DOCUMENT SECTION ::
__________________________________________________

Thank the Lord for Oil Changes: My Foray into Fly Fishing

I’m obsessed with a fish I’ve never caught. Hell, a fish I’ve never fished for. Okay, that’s not entirely true. I did fish for them once in a younger and more misguided era and gave them a quick poke with an ultralight spinning rod and some Salmon eggs. I know, I know, spare the crucifixion. It was a blissful moment of ignorance, but to reiterate my opening statement, I didn’t catch a damn thing. The sad truth is that I am not that far removed from successfully stocked and reproducing streams in the small, cool, rocky streamed mecca that is Oklahoma.

To my east, about 2 hours, is the tail water of Broken Bow Lake known as Lower Mountain Fork, a 12 mile stretch that has become a well maintained habitat with regularly scheduled stocking that has begun to yield a reproducing population year round, a veritable success story if you will. To the north and west I have the Upper Blue River, whose cool waters are fed from underground spring that originates somewhere up north and has a stretch from November to March with regular stockings, but does not hold a steady population throughout the year like the Lower Mountain Fork. This occurs for reasons of which I am uncertain, but more than likely has something to do with water temperature and the amount of oxygen.

Maybe I should have done some more research before I started to pretend to write a book like my heroes Gierach and McGuane, and to provide you with a little better insight to my situation and knowledge of my local fisheries. If you have not yet gathered, I am new to both of these endeavors of chasing fish and writing whatever this is sure to turn out to be. Plus, I am more of a Chris Curtin kind of guy myself. Trust me, look those authors up and thank me later. Oh, by the by, if you haven’t already surmised from my less than noble and knowledgeable jibber-jabber, I am talking about Trout fishing.

Thank the Lord for oil changes! That is how this all began, an oil change. You see, I have to get my regular service done on Saturday mornings and this Saturday morning happened to be somewhere in the late summer/pre-fall/near the second summer season we have here in southeastern Oklahoma. This just happens to be dangerously close to the stocking season of the Upper Blue River that I am now accustomed and to the only season that matters here, deer season. Naturally, after the service, I leant myself to the local farm and home store and shopped their wonderful sporting goods section in search of those last minute, absolute musts a hunter desperately needs. Looking back, Lord only knows how I made it through last season without hooks to hang my junk on in the tree stand.

__________________________________________________

TASK ITEM A ::
In the fly fishing essay, how long is the stretch of the Lower Mountain Fork?
TASK ITEM B ::
Pick up the fly fishing essay right after its last sentence and keep writing it in the same voice.

DATA BLOCK ::
__________________________________________________

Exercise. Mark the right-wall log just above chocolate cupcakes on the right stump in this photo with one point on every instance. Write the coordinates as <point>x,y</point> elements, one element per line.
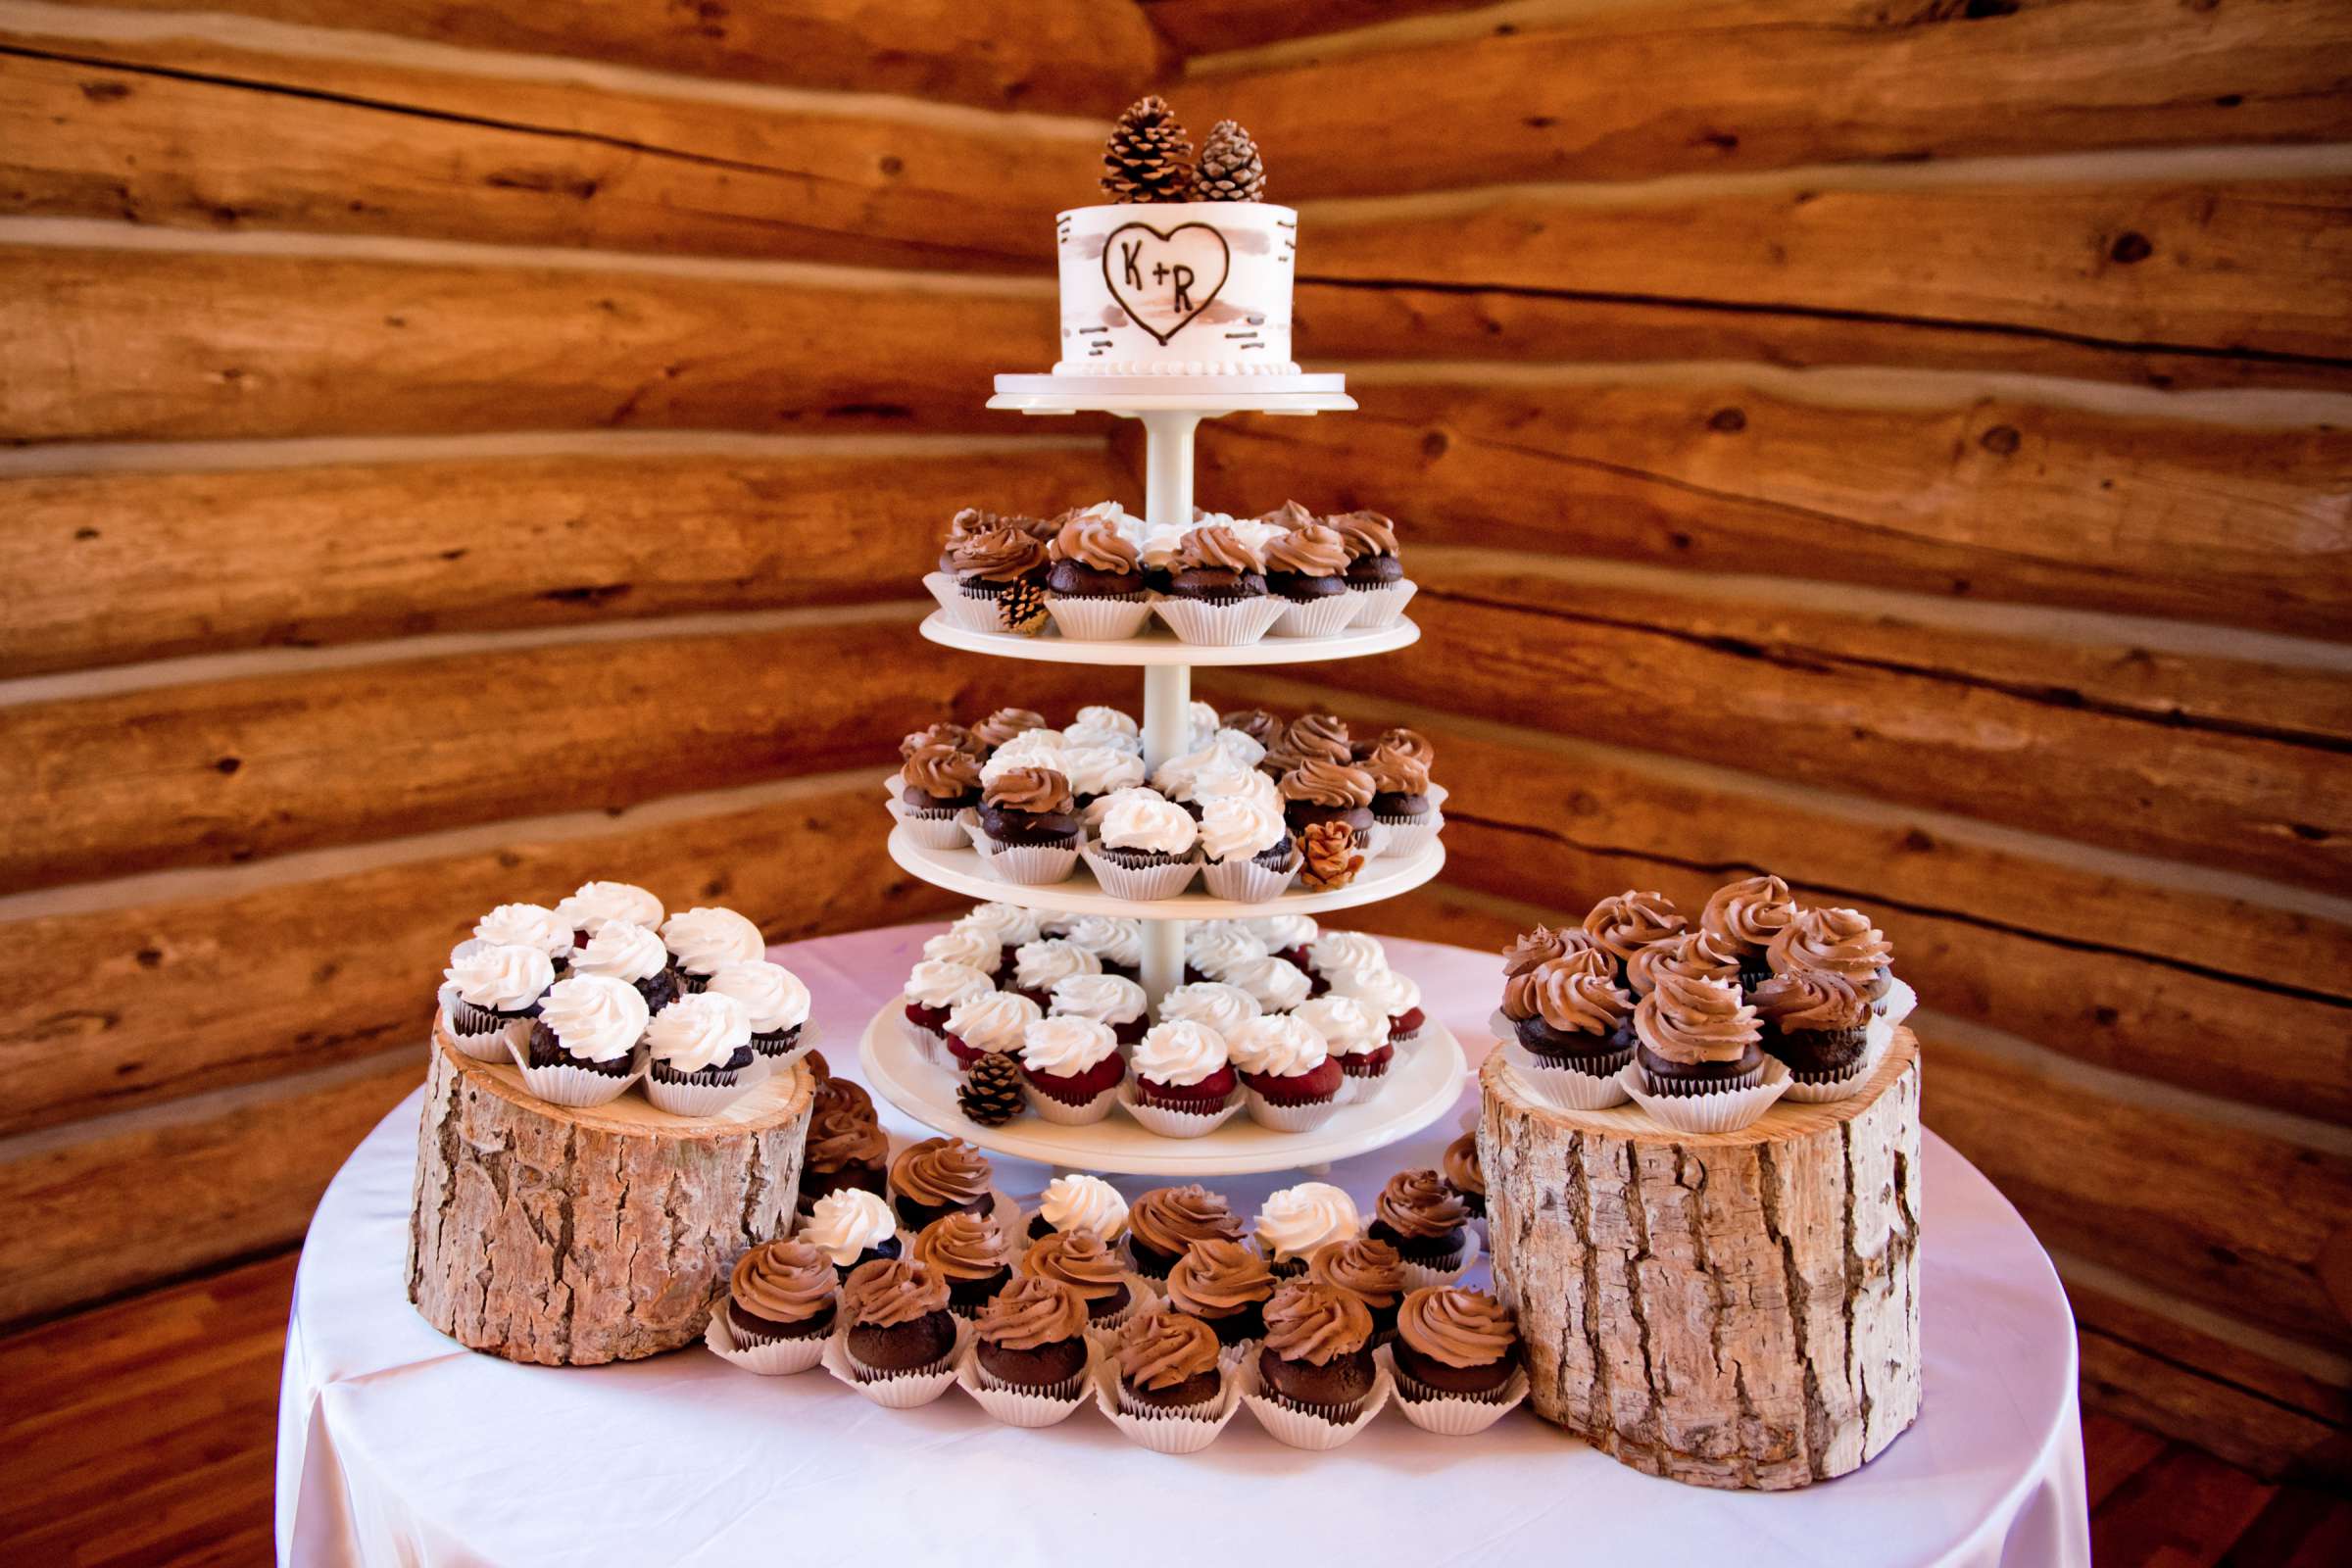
<point>2174,984</point>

__________________________________________________

EXERCISE OUTPUT A ::
It is a 12-mile stretch.

EXERCISE OUTPUT B ::
So, here I am wading through the wares of grunt calls, burlap concealment and cherry flavored doe estrus, and there she shines, the pique of my curiosity. I said, "What the heck is that? Why in the hell do you need a rod that is nine feet long? It’s a fly rod!" Interestingly, I had never actually stopped and looked at them, but for some strange reason I am convinced I've always wanted to try it. $22.50 for a whole rig, hell I should have gotten “always” interested in this a long time ago, this stuff is cheap; Poor, ignorant soul. Long story, longer, I bought it.

I was so proud that when I reached home, I just had to brag to my bleary eyed, freshly pregnant wife as she waded the early Saturday minutiae of howling pancake orders, leftover pizza boxes, and a doofus husband with this new contraption in hand. I was as proud as an idiot dog with the neighbors half eaten Croc in his mouth. My wife would say, “Oh cool… Where is the line? How do you cast it? How do you reel it? What kind of fish do you use it on?” She loves to string together questions in that fashion.

 

She likes to “know all the things” in her words. She is a beautiful, understanding woman and my biggest cheerleader when it comes to my hair brained endeavors. I, on the other hand, get lost in all the syllables spewed at me and can only compute minor amounts of information at a time. So, “I’ll have to order some fly line,” is my reply. What a laugh. You don’t just type in your google search bar and order fly line.

If you are an astute fly fisherman and are still reading this, you know well why a beginner with less than entry level knowledge doesn’t just order any old fly line. What about line weight? Weighted forward? Floating line? Double taper? Leader? Tippet? What in the world happened to 15lb braided Trilene? As fortune would have it, I am not easily discouraged and have a proclivity for obsession, especially when it comes to something that has so quickly absorbed my attention after all these years of curiosity. I thought, “This line looks pretty big and it’s weighted, so I wonder how many reels you can spool with this stuff. 1? One freakin' reel!! The dadgum cheaper stuff costs more than a regular fishing line and that crap spools a whole bunch of reels!! Hell, the cheap line costs more than the rig I just bought. Well, I’ve come this far, so Rio WF-5-F it is.”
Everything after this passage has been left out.